The records below must be written out exactly, with every picture left behind.

****

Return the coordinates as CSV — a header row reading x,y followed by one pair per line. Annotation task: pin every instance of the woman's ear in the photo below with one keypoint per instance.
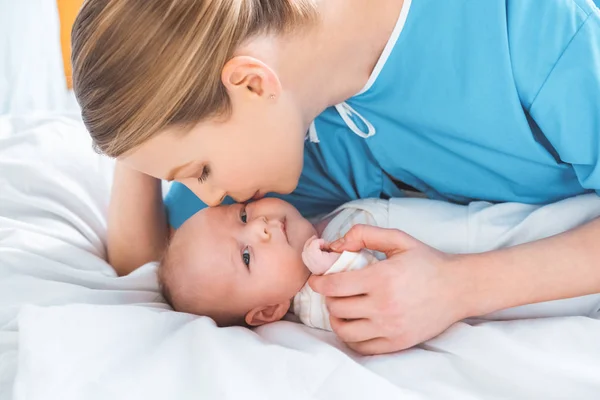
x,y
248,76
267,314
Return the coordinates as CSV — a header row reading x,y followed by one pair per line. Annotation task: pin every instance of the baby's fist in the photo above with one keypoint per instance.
x,y
315,259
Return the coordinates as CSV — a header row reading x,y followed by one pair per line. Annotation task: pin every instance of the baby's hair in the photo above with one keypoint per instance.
x,y
141,66
171,280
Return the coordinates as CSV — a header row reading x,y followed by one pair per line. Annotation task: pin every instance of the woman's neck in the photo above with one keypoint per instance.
x,y
334,60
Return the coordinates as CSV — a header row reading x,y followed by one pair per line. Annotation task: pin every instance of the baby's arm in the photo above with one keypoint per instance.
x,y
137,225
320,262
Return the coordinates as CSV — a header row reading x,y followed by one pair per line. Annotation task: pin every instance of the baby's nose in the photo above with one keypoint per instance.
x,y
260,226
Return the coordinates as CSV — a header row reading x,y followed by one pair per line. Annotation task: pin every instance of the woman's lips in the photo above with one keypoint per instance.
x,y
258,195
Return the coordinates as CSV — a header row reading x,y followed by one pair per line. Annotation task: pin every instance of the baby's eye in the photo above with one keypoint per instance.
x,y
246,257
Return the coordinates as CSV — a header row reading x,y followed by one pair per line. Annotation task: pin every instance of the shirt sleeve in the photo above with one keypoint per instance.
x,y
566,108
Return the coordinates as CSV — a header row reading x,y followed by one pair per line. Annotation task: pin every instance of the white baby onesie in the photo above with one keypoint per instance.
x,y
456,229
310,306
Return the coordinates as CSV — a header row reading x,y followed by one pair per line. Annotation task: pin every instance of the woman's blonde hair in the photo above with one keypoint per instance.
x,y
140,66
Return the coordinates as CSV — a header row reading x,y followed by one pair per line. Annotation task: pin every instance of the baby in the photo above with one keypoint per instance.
x,y
249,264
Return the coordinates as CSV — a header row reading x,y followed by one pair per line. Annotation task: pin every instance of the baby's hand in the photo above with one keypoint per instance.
x,y
315,259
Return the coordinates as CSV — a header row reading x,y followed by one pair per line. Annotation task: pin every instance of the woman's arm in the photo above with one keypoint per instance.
x,y
137,225
562,266
418,292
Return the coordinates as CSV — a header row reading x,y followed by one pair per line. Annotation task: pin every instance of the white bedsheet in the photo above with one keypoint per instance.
x,y
120,341
32,77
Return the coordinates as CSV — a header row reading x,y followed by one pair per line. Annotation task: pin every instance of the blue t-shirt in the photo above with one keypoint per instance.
x,y
495,100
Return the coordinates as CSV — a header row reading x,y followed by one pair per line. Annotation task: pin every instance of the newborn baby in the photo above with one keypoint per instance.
x,y
249,264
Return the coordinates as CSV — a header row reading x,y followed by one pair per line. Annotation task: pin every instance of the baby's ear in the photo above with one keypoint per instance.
x,y
267,314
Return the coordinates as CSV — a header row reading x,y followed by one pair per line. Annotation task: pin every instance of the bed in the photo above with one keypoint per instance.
x,y
71,329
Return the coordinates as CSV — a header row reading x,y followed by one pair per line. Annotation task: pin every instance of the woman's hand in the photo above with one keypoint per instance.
x,y
414,295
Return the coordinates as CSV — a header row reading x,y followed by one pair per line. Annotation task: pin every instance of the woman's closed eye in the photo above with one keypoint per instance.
x,y
246,257
243,215
204,174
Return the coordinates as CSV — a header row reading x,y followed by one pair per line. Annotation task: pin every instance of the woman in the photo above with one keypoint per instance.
x,y
459,100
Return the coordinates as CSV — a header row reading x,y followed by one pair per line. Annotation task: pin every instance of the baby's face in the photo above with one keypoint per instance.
x,y
246,255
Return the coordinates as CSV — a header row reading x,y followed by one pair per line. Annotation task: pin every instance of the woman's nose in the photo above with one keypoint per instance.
x,y
211,196
260,228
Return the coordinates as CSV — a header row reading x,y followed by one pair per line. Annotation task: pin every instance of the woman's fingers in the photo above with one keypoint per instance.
x,y
373,346
355,307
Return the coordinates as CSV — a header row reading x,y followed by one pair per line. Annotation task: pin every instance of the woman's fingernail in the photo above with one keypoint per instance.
x,y
337,244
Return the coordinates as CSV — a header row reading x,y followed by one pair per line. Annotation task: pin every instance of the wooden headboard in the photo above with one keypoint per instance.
x,y
67,11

****

* **Solution below**
Return the coordinates as CSV — a header row reading x,y followed by one pair per line. Annotation task: pin every instance of the woman's ear in the photo below with one keypoint per instance.
x,y
248,76
267,314
Return the coordinates as CSV — a header row reading x,y followed by one pair per line. Annotation task: pin every instance of the baby's fist in the photo above with one keypoint per instance.
x,y
315,259
Return the coordinates as CSV — a header row reading x,y followed by one pair per line. Annotation task: pin every instance of the baby's hair in the photo above with one keypoint per instance.
x,y
141,66
171,280
Return the coordinates as CSV — a header row reading x,y followed by one pair per line. Annotation task: pin every instance of the woman's neck in the photo above with one keypoint per instance.
x,y
334,60
Return the coordinates as CSV — a header row reading x,y followed by one pair per line. Annotation task: pin every instance of the baby's arm in the photo above with one keypoint per instance.
x,y
137,225
320,262
Return the coordinates as CSV — a header row reading x,y followed by one pair per line. Annotation task: pin every instance of the baby's nose in the photo above with one keypoint per instance.
x,y
260,226
Return the coordinates as CSV — a header row reading x,y followed by one pair per line. Annotation task: pin every instance of the woman's lips in the photo above with one keypoint per instance.
x,y
258,195
Return the coordinates as CSV — a header row reading x,y followed by one pair per line. Annotation task: pin every instance of the baby's eye in the photo above with one keypoint per instance.
x,y
246,257
Return the coordinates as CSV — a header row reading x,y followed by one pair per line. Annotation task: pin every instance of the shirt sleeve in the photo above with one keypoint per instance.
x,y
566,108
Return the coordinates as CSV — a header row reading x,y followed by one pair per line. Annotation task: pin every instance of the white baby onesie in the photo above with one keypoint per instance.
x,y
456,229
310,306
Return the coordinates as CSV — a header row reading x,y followed by one pair per line. Annotation task: pin every instance of the woman's blonde hair in the photo above with one keypoint per instance.
x,y
140,66
Return the coordinates as CSV — a header row reading x,y followed by one pair per line. Annotation task: pin every instance of the baby in the photo above with one keypoint per instance.
x,y
249,264
Return the coordinates as CSV — a header row reading x,y followed by one pair per line. Annotation task: pin every instance of the baby's hand in the photo above with one keypoint per instance.
x,y
315,259
Return the coordinates as CSV — a header row reading x,y followed by one pair per line. Annotation task: pin every instance of the woman's arm in the photo above with one keypoint per instance.
x,y
137,225
562,266
418,292
Return the coordinates as CSV — a header row reading x,y followed by one pair per line. Annotation task: pin every instance of the white bedsheet in the photo above with one keypoint per instance.
x,y
120,341
32,77
Return the coordinates as CSV — a header row reading x,y followed by one pair per line. Annotation task: pin every instance of the blue t-shirt in the photo above with one keypoint per instance.
x,y
495,100
Return the coordinates as CSV — a header row reading x,y followed by one pair per line. Annotation task: pin every instance of the newborn baby in the photo above with one keypoint per instance.
x,y
249,264
Return the coordinates as CSV — a header row reading x,y followed by one pair per line. Annotation task: pin every instance of the baby's ear in the photo above with one keypoint per instance.
x,y
267,314
Return the coordinates as CSV — a header row reading x,y followed by one pair per line. Annotation task: pin every instance of the bed in the photo above with one keypoint per instance.
x,y
71,329
Return the coordinates as CSV — a header row reading x,y followed by one pair per line. Annotation task: pin every instance of the woman's hand in the photo above with one keypoint per instance.
x,y
414,295
Return the coordinates as CSV — a header row reading x,y followed by one pair per line. Annotation task: pin every instance of the woman's closed eye in the photo above with one keypoint per instance.
x,y
246,257
243,215
204,174
Return the coordinates as CSV — a header row reading x,y followed by one pair per line. Annotation task: pin every instance of the woman in the photo above with one keypoint per instance.
x,y
459,100
Return the coordinates as CSV — a header row reading x,y followed by one pair per line. Annotation task: pin every instance of the baby's face in the photo above with one keypoint per instance.
x,y
246,255
Return the coordinates as CSV — a header row reading x,y followed by one pair per line. Annotation task: pin every instance of the woman's nose in the photo above with one keypoint per instance.
x,y
211,196
260,228
Return the coordinates as CSV — a header row reading x,y followed by one pair per line. Annotation task: pin every instance of the woman's fingers in the photo above with one keypoint per instance.
x,y
373,346
355,307
Return the coordinates as CSV — a header row reading x,y followed by one pair per line. Annotation task: pin every instance of the woman's fingernail in the photo above with one keypoint per instance.
x,y
337,244
Return the coordinates as CSV — a header row reading x,y followed by one pair per line. Annotation task: pin every instance of the wooden headboard in the photo above with one keypoint per instance.
x,y
67,11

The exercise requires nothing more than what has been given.